---------- RECORDS TO USE ----------

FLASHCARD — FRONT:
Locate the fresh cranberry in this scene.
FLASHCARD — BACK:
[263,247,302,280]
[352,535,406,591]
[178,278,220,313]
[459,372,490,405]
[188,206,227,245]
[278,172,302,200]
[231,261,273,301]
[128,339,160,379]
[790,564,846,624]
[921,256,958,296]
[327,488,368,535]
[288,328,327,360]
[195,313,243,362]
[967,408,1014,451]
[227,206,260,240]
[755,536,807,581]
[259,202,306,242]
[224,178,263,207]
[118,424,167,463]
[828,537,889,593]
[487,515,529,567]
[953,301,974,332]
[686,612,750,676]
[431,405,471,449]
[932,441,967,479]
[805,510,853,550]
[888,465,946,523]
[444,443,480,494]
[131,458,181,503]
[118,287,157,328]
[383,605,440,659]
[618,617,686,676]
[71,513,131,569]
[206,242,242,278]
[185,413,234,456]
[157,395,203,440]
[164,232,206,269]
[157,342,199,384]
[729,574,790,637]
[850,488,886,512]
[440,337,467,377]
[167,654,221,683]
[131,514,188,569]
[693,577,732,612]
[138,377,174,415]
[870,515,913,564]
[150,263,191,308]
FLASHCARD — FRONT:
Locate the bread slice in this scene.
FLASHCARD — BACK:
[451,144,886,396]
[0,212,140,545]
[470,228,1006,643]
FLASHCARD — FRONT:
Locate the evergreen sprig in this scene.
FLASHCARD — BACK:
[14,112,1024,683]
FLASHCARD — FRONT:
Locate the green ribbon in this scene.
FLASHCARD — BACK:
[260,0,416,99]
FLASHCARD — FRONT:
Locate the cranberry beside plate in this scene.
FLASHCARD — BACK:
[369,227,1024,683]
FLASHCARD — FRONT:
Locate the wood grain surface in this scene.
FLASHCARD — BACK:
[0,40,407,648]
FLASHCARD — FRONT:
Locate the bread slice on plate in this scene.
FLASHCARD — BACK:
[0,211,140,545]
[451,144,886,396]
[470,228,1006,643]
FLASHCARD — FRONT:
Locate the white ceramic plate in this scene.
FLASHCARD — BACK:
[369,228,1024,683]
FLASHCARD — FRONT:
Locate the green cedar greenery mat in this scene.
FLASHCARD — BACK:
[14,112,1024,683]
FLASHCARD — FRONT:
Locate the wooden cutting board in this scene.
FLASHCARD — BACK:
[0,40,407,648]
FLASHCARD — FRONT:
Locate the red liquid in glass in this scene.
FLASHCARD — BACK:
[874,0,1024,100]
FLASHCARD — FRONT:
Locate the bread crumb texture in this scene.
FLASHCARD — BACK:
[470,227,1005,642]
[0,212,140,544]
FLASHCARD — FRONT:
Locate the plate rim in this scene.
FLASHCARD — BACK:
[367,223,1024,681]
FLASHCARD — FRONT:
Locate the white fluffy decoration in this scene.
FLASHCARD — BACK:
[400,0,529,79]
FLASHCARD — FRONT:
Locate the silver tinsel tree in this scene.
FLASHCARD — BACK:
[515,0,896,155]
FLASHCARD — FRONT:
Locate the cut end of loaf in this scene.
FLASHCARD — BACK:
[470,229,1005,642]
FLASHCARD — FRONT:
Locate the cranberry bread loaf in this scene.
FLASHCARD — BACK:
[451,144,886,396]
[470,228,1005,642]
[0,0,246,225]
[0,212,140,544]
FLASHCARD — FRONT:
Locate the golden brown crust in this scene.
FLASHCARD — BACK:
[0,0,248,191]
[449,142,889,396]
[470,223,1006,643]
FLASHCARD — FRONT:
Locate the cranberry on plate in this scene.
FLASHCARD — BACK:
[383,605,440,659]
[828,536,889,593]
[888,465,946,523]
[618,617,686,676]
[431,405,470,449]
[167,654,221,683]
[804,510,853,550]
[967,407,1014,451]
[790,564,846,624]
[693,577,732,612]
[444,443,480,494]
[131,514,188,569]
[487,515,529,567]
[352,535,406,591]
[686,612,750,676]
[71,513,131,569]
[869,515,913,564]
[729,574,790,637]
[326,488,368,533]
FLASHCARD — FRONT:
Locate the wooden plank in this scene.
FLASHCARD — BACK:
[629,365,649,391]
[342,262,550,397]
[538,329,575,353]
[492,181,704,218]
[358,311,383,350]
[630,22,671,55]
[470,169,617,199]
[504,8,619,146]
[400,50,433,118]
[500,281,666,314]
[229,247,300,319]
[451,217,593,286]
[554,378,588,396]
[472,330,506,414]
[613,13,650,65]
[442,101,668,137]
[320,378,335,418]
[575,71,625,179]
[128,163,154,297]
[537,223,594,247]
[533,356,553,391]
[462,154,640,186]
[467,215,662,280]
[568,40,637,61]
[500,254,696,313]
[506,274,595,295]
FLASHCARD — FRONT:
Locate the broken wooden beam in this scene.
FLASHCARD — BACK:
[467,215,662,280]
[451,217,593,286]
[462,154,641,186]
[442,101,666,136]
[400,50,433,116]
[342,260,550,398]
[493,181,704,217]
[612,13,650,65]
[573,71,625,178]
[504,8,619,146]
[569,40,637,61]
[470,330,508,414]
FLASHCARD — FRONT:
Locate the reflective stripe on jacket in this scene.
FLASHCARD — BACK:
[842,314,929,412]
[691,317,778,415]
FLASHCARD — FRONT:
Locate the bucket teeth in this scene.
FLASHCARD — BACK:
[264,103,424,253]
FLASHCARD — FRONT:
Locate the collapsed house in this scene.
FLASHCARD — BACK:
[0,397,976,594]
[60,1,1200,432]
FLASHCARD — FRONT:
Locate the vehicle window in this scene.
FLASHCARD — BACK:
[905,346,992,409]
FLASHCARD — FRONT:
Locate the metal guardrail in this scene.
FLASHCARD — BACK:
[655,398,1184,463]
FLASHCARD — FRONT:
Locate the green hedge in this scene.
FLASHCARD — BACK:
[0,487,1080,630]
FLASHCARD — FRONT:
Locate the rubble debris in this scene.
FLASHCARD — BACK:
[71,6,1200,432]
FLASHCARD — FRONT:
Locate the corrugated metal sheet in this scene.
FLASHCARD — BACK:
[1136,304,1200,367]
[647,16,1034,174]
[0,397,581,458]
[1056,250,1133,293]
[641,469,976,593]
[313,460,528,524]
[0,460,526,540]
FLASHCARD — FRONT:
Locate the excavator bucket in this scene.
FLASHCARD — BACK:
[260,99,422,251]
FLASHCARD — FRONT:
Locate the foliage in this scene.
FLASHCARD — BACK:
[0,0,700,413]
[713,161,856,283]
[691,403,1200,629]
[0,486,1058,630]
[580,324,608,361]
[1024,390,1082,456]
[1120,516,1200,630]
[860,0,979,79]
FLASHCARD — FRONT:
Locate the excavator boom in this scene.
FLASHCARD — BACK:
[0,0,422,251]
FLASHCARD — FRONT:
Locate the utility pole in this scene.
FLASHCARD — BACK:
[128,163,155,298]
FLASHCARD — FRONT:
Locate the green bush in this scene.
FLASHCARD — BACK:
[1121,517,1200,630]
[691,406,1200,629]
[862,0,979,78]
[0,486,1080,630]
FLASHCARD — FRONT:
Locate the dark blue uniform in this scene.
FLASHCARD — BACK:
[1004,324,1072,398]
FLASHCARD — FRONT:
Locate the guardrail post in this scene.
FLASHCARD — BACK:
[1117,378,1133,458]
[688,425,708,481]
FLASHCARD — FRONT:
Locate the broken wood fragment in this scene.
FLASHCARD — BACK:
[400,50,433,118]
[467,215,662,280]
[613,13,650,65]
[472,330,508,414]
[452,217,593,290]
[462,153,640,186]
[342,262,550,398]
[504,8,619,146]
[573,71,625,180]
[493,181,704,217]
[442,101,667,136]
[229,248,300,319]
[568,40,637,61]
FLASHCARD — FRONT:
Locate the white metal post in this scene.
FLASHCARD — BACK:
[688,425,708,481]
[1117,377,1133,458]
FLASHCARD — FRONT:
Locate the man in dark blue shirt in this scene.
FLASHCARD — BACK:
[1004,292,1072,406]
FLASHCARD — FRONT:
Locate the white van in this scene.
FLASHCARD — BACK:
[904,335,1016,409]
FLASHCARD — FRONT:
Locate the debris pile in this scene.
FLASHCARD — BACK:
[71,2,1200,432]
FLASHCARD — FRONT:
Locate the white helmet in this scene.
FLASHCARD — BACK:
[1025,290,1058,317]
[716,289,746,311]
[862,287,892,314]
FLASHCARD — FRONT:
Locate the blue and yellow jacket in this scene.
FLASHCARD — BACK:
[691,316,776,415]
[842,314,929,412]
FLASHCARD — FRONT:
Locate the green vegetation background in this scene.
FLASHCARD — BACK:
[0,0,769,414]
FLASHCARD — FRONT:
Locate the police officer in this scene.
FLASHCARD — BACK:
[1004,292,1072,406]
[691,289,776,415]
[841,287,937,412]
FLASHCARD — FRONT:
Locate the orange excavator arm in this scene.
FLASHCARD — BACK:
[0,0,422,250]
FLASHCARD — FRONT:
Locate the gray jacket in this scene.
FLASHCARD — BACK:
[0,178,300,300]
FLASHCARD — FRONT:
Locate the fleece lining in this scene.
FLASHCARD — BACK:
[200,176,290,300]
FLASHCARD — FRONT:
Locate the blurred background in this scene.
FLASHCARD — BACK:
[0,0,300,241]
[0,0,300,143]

----------

(REQUEST)
Copy the data line for line from its first line through the line that contains "[138,377,174,415]", including that line.

(COMPLETE ANSWER)
FLASHCARD — FRONT:
Locate the fresh cranberry in this scene.
FLASHCARD — BACK:
[263,247,302,280]
[352,535,406,591]
[178,278,220,313]
[459,372,490,405]
[188,206,227,245]
[278,172,302,200]
[231,261,273,301]
[128,339,160,379]
[790,564,846,624]
[921,256,958,296]
[327,488,368,535]
[288,328,327,360]
[195,313,243,362]
[967,408,1014,451]
[227,206,260,240]
[755,536,807,581]
[259,202,306,242]
[224,178,263,207]
[118,424,167,463]
[828,537,889,593]
[487,515,529,567]
[953,301,974,332]
[686,612,750,676]
[431,405,471,449]
[932,441,967,479]
[805,510,853,550]
[888,465,946,523]
[444,443,480,494]
[131,458,181,503]
[118,287,157,328]
[383,605,440,659]
[618,617,686,676]
[71,513,131,569]
[206,242,242,278]
[185,413,234,456]
[157,395,203,440]
[164,232,206,269]
[157,342,199,384]
[729,574,790,637]
[850,488,886,512]
[440,337,467,377]
[167,654,221,683]
[131,514,188,569]
[693,577,732,612]
[138,377,174,415]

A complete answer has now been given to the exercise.